_Assigned task_
Write out the passage of the Jesse Ertz article that begins with the words containing "His numbers in" and ends with "no quarterback controversy.", copying it word for word.

_Source passage_
↓↓↓
Friday marked the beginning of Jesse Ertz’s fourth season at Kansas State, a lengthy time span in which he has often been the Wildcats’ best practice quarterback.
He dominated behind closed doors a year ago and was named starter heading into the opener. Same thing happened this year. Put Ertz in a green, no-contact jersey across from K-State defenders and good things happen.
But it may be a while before the same can be said of Ertz in a live game.
That much was obvious in the aftermath of Stanford’s 26-13 victory over K-State. Ertz got off to a slow start and appeared flustered, completing 16 of 34 passes for 207 yards, one touchdown and an interception. He was making his first start since suffering a torn anterior cruciate ligament last year, seeing extended action for the first time, and it showed. This was different than practice.
“You try and simulate that stuff with scouts, but it’s not the same,” Ertz said. “(Stanford) did a lot of stuff we expected, but it is a lot harder to see out there. We made a lot of mistakes and hurt ourselves.”
K-State’s offense was ineffective against Stanford’s defense in all areas, but the Wildcats struggled most when they tried to throw. Other than a fourth quarter touchdown pass of 15 yards from Ertz to Isaiah Zuber, which came too late to matter, the Wildcats were feeble through the air.
Ertz was often hesitant to throw and spent much of the game scrambling, even when he had protection. He said it took him until the start of the third quarter to settle in and get a feel for the speed of the game. He was frustrated early, but showed progress late.
His numbers in the fourth quarter: 134 yards and a touchdown.
“We know there is a lot to learn from it with a lot of guys making their first starts,” Ertz said. “I think we felt a lot more comfortable in the second half than the first half, just a little jitters and then things slowed down for us.”
Even then, nothing came easy. Ertz had to exit the game in the third quarter with leg cramps, needing IV fluids before he could return. He had to split time with Joe Hubener for a few series, but there appears to be no quarterback controversy.
↑↑↑
_Supplied data_
↓↓↓
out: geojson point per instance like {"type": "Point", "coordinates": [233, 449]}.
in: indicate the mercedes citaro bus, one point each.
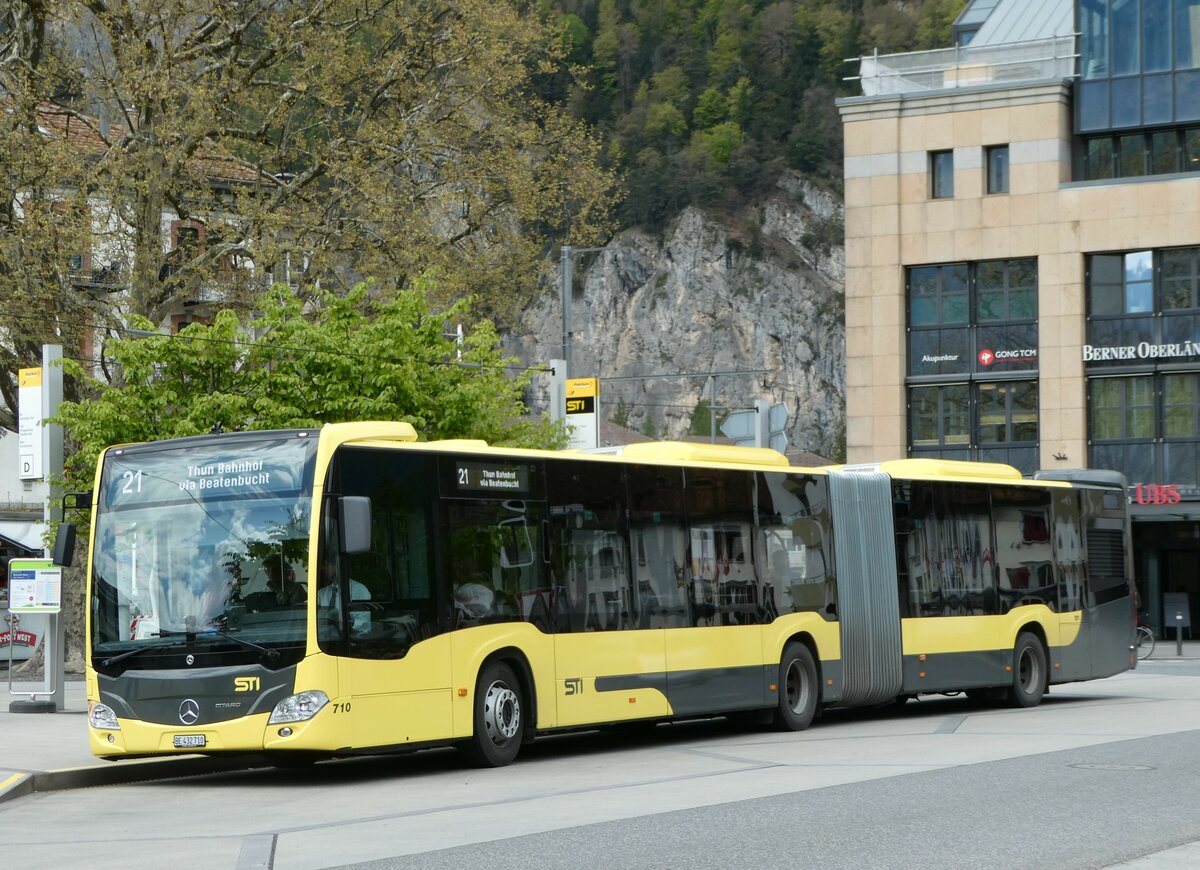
{"type": "Point", "coordinates": [351, 589]}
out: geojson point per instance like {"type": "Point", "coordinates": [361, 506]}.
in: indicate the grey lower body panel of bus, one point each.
{"type": "Point", "coordinates": [868, 593]}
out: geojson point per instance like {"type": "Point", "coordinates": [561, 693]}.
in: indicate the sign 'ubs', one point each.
{"type": "Point", "coordinates": [1157, 493]}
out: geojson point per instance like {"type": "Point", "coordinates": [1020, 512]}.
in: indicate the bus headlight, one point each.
{"type": "Point", "coordinates": [102, 717]}
{"type": "Point", "coordinates": [298, 708]}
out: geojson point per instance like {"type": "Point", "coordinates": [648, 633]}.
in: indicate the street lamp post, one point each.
{"type": "Point", "coordinates": [567, 291]}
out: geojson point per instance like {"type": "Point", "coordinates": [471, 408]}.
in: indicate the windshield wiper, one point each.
{"type": "Point", "coordinates": [131, 653]}
{"type": "Point", "coordinates": [273, 654]}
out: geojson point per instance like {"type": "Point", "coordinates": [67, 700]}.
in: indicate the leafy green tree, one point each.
{"type": "Point", "coordinates": [340, 141]}
{"type": "Point", "coordinates": [354, 357]}
{"type": "Point", "coordinates": [712, 108]}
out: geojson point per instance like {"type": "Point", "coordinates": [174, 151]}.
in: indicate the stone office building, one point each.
{"type": "Point", "coordinates": [1023, 257]}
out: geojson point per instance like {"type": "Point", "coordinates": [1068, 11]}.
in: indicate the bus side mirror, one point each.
{"type": "Point", "coordinates": [354, 523]}
{"type": "Point", "coordinates": [64, 545]}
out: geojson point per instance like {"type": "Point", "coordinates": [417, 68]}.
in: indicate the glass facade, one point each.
{"type": "Point", "coordinates": [1143, 363]}
{"type": "Point", "coordinates": [1138, 63]}
{"type": "Point", "coordinates": [997, 168]}
{"type": "Point", "coordinates": [972, 361]}
{"type": "Point", "coordinates": [1141, 153]}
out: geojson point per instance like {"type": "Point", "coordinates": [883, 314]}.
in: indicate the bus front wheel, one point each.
{"type": "Point", "coordinates": [1029, 672]}
{"type": "Point", "coordinates": [499, 718]}
{"type": "Point", "coordinates": [797, 689]}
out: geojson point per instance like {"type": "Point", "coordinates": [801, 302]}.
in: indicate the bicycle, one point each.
{"type": "Point", "coordinates": [1145, 642]}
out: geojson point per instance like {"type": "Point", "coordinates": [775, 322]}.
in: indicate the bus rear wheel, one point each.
{"type": "Point", "coordinates": [798, 689]}
{"type": "Point", "coordinates": [1029, 672]}
{"type": "Point", "coordinates": [499, 718]}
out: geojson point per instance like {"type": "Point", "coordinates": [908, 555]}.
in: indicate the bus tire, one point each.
{"type": "Point", "coordinates": [798, 689]}
{"type": "Point", "coordinates": [1029, 672]}
{"type": "Point", "coordinates": [499, 718]}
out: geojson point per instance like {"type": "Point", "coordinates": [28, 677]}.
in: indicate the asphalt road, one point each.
{"type": "Point", "coordinates": [1098, 775]}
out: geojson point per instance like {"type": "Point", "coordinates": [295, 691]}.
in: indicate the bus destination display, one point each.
{"type": "Point", "coordinates": [491, 477]}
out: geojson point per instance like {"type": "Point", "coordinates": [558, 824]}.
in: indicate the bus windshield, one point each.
{"type": "Point", "coordinates": [207, 539]}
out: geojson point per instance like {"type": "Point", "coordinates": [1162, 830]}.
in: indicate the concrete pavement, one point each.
{"type": "Point", "coordinates": [43, 753]}
{"type": "Point", "coordinates": [48, 751]}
↑↑↑
_Output_
His numbers in the fourth quarter: 134 yards and a touchdown.
“We know there is a lot to learn from it with a lot of guys making their first starts,” Ertz said. “I think we felt a lot more comfortable in the second half than the first half, just a little jitters and then things slowed down for us.”
Even then, nothing came easy. Ertz had to exit the game in the third quarter with leg cramps, needing IV fluids before he could return. He had to split time with Joe Hubener for a few series, but there appears to be no quarterback controversy.